[Natural language region descriptions]
===
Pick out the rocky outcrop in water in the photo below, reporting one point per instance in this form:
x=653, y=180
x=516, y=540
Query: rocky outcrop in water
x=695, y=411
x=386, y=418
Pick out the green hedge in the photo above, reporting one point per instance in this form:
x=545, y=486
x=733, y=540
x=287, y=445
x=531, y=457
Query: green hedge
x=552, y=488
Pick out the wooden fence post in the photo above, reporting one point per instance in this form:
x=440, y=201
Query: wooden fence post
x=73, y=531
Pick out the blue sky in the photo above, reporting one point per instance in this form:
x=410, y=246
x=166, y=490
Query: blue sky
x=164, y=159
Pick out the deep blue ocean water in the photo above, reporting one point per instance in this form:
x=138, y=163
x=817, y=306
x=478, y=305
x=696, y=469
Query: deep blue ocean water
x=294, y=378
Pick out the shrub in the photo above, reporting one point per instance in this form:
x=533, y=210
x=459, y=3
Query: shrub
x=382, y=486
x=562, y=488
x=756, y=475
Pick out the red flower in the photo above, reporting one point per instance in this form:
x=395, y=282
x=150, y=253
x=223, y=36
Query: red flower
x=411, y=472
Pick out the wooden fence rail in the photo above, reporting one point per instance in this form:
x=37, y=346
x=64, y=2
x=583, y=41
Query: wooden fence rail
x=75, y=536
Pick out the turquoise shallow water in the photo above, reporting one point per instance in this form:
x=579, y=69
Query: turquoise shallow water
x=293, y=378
===
Reproduce exactly, with nothing added, the lines from the one that contains "x=150, y=253" to the end of the data.

x=150, y=253
x=223, y=36
Query: red flower
x=411, y=472
Pick out the wooden fence rail in the photo above, reporting one point per instance in this form:
x=37, y=346
x=64, y=2
x=583, y=41
Query: wooden fence rail
x=75, y=536
Pick out the turquoise shallow water in the photo above, reporting one point per instance in this form:
x=579, y=69
Query: turquoise shallow water
x=293, y=378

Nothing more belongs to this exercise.